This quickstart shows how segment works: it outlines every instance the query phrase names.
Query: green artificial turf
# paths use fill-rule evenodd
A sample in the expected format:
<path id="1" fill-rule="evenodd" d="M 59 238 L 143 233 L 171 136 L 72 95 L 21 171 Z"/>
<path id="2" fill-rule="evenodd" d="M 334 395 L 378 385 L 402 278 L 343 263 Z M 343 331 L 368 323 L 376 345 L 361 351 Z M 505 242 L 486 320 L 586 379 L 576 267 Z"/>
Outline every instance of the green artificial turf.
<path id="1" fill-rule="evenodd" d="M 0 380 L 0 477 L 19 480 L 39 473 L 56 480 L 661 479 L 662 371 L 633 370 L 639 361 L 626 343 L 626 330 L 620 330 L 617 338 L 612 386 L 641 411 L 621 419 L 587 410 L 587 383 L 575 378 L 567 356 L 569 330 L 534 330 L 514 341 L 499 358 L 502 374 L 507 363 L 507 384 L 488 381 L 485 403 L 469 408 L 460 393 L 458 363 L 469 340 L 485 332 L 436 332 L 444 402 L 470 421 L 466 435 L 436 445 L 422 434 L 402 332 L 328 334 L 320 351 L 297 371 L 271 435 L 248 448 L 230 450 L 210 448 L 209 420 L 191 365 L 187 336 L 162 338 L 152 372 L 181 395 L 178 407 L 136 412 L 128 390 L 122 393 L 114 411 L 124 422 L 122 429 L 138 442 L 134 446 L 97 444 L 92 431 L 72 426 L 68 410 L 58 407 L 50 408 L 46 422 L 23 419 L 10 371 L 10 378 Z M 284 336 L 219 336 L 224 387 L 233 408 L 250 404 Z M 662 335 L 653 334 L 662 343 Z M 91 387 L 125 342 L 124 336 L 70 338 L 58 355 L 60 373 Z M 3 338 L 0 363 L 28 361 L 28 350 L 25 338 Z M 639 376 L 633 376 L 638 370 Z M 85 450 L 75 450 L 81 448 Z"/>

-*-

WORK TO COMPLETE:
Output these lines as a JSON list of strings, one string per line, omitting blank lines, and cover all of the data.

IN RESPONSE:
[
  "This quickstart shows how segment works: it outlines every instance the query phrase names.",
  "Query: green artificial turf",
  "# paths use fill-rule evenodd",
  "A sample in the expected format:",
  "<path id=\"1\" fill-rule=\"evenodd\" d=\"M 59 238 L 143 233 L 171 136 L 72 95 L 21 171 Z\"/>",
  "<path id=\"2\" fill-rule=\"evenodd\" d=\"M 334 395 L 378 385 L 402 278 L 343 263 Z M 343 331 L 368 323 L 376 345 L 361 351 Z M 505 242 L 486 320 L 586 379 L 576 267 Z\"/>",
  "Outline every instance of the green artificial turf.",
  "<path id=\"1\" fill-rule=\"evenodd\" d=\"M 0 380 L 0 477 L 19 480 L 39 473 L 56 480 L 661 479 L 662 371 L 633 370 L 639 361 L 626 343 L 626 330 L 620 330 L 617 338 L 612 386 L 641 411 L 621 419 L 587 410 L 587 383 L 575 378 L 567 356 L 569 330 L 534 330 L 514 341 L 499 358 L 502 374 L 507 363 L 507 384 L 488 381 L 485 403 L 469 408 L 460 393 L 458 363 L 469 340 L 485 332 L 436 332 L 444 402 L 470 421 L 466 435 L 436 445 L 422 434 L 402 332 L 328 334 L 320 351 L 297 371 L 271 435 L 248 448 L 230 450 L 210 448 L 209 420 L 191 365 L 187 336 L 162 338 L 152 372 L 181 395 L 178 407 L 136 412 L 128 390 L 122 393 L 114 411 L 124 422 L 122 429 L 138 442 L 134 446 L 97 444 L 92 431 L 72 426 L 68 410 L 58 407 L 50 408 L 46 422 L 23 419 L 10 371 L 10 378 Z M 284 336 L 219 336 L 224 387 L 233 408 L 250 404 Z M 662 335 L 653 334 L 662 343 Z M 91 387 L 125 342 L 124 336 L 70 338 L 58 355 L 60 373 Z M 3 338 L 0 363 L 28 361 L 28 350 L 25 338 Z M 639 376 L 633 376 L 638 370 Z M 85 450 L 75 450 L 81 448 Z\"/>"
]